#### [Document segment]
+++

Coating Thickness Gages and Inspection Instruments

Coating thickness or dry film thickness (DFT) is the key variable in the quality of the final product.

Dry film thickness (DFT) or coating thickness is a crucial step during application and output control of quality of protective coats. The coats perform best when the DFT corresponds with the manufacturer's specifications. Correct surface thickness ensures the best quality of the final product. Even with the most basic specification, one cannot do without DFT measurement.

A regular thickness control helps to optimize costs, control application effectivity, and maintain quality of the surface treatment and to meet specifications stated in the contract. Protective coatings manufacturers recommend to adhere these specifications to attain the best performace and the end users expect these parameters to be met.

The main division of the thicknes gages is based on the type of the substrate that is to be coated. The most common substrate subjected to surface treatment is steel. Steel has feromagnetic properties hence the thickness gages use the principle of electromagnetic induction. Coats on nonferrous metals such as aluminium, copper, brass are measurable using the method of eddy current testing.

Coating thickness gages "DeFelsko PosiTector" are able to test layer thickness within the range of 0 to 63,5 mm.

Thickness gages by DeFelsko (US) meet the highest demans on accuracy of measure and user-friendliness 

Measurement of film thickness on plastics, glass, ceramics or concrete used to be a hard task and it was only possible to accomplish it only by destructive methods. An angle cut of 45° or a perpendicular cut followed by an assessment using a microscope.

Thanks to the ultrasound thickness meter it is now feasable to measure film thickness over non-metal substrates non-destructively. 

The gage sends and recieves back ultrasound waves that go through the layers to the base surface. As long as the boundery between the base substrate and the film is discernable, the thickness of the film can be determined.

Gloss meter is a device that uses surface gloss to measure its reflectace.The gloss intensity is determined by reflecting a light beam of constant intensity, and angle onto a surface and subsequent measuring of the amount of light reflected back at the same angle.

There is plenty of way how to measure gloss intensity based on the surface properties. With non-metals, such as plastics, the intesity of reflected light grows with increasing the light beam angle as part of the light is absorbed by the film, or is difused based on the film's color. Metals, on the other hand, shopw much higher reflectance and thus they are less dependent on angle of incidence.

There are many international technical standards that define the application and specifications for different types of gloss meters used on different types of materials including paints, ceramics, paper, metals and plastics. Many industries use glossmeters in quality control to measure the gloss of products to ensure consistency in their manufacturing processes. The automotive industry is a major user of gloss meters with applications ranging from production halls to repair shops.

The glossmeter provides a quantifiable way to measure gloss intensity ensuring consistency of measurement by defining precise lighting and viewing conditions. The configuration of the illumination source and observation angles allows measurements over a small range of total reflection angles. The results of the glossmeter measurements are related to the amount of light reflected from a black glass standard with a defined refractive index. The ratio of reflected to incident light for the sample compared to the ratio for the gloss standard is recorded as gloss units (GU).

+++

#### [Record list]
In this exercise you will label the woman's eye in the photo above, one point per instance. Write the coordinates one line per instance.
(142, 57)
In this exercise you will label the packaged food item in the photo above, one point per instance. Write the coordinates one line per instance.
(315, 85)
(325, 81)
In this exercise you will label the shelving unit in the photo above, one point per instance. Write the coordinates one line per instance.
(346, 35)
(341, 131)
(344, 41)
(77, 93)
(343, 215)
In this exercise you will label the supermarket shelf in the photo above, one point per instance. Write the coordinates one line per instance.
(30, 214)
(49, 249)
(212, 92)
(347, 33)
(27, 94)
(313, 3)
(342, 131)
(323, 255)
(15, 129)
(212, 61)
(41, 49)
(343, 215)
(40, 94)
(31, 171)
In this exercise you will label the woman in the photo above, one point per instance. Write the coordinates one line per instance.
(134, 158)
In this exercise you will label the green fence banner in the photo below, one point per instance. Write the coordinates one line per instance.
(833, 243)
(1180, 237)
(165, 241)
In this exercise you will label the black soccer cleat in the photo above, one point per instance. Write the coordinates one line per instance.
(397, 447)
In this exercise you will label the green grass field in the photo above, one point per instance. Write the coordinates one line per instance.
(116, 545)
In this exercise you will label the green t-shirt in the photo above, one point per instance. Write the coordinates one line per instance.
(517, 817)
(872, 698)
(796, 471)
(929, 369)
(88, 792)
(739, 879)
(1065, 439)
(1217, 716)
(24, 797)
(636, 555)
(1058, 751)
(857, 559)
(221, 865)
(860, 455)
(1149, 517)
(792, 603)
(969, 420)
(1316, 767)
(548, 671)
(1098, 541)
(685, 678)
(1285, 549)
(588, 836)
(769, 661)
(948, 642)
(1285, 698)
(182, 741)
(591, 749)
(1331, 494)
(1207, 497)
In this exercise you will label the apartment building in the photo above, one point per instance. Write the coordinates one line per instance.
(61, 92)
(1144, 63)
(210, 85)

+++

#### [Exercises]
**A)** Answer these questions from the coating thickness gages page, one answer per line, marked the same way:
(i) Which method does it name for measuring coats on nonferrous metals such as aluminium, copper and brass?
(ii) Before ultrasound meters, how could film thickness on plastics, glass, ceramics or concrete be measured?
(iii) Glossmeter results are related to the light reflected from what?
**B)** Sum up the coating thickness gages page in two sentences.
**C)** Extend the coating thickness gages page beyond its last sentence.

#### [Expected results]
**A)**
(i) Eddy current testing.
(ii) Only by destructive methods: a 45° angle cut or a perpendicular cut, followed by an assessment using a microscope.
(iii) A black glass standard with a defined refractive index.

**B)** Dry film thickness is key to the quality of protective coats, and it can be measured with gages that use electromagnetic induction on steel, eddy current testing on nonferrous metals, and ultrasound on non-metal substrates. Gloss meters shine a light beam onto a surface and measure how much comes back at the same angle, recording the result against a black glass standard as gloss units (GU).

**C)**
The measurement angle refers to the angle between the incident light and the perpendicular. Three measurement angles (20°, 60° and 85°) are specified to cover most industrial coating applications from high gloss to matt.

Measuring the uncured coating thickness and predicting its thickness after curing is a complex application. Fortunately, there are nowadays ways to determine these values. We have a choice of the ultrasonic method and the method of measuring the surface temperature after the flash. Each of these methods has its pros and cons.

The ultrasonic method is relatively inexpensive. Its primary limitation is a maximum coating thickness of 100 µm and it is only useful for powder coating. However, its affordability makes it an excellent tool for smaller paint shops as well. These products are represented in our range by the DeFelsko PosiTest PC, which is the most advanced device available in the field of ultrasonic devices for measuring uncured powder coatings.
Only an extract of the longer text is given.